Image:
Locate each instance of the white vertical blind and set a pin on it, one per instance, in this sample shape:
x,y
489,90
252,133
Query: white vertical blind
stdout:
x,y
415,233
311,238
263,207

+++

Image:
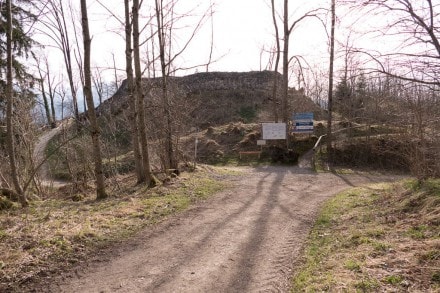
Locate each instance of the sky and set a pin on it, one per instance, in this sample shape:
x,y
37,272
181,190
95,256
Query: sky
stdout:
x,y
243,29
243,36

+++

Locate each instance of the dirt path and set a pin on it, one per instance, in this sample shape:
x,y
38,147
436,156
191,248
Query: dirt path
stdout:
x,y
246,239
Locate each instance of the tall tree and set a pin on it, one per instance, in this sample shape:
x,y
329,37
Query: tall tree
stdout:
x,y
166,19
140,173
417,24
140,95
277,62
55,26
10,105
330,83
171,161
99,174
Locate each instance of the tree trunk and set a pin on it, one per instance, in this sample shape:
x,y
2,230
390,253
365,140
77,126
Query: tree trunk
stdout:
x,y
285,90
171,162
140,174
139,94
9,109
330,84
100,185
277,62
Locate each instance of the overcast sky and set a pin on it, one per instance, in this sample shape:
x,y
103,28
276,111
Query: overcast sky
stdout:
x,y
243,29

+++

## Problem statement
Please pull out every line in the entries above that contains the word "blind". Case counts.

## Exercise solution
Locate each instance of the white vertical blind and set a pin on it, one per instance, in this sample shape:
Query: white vertical blind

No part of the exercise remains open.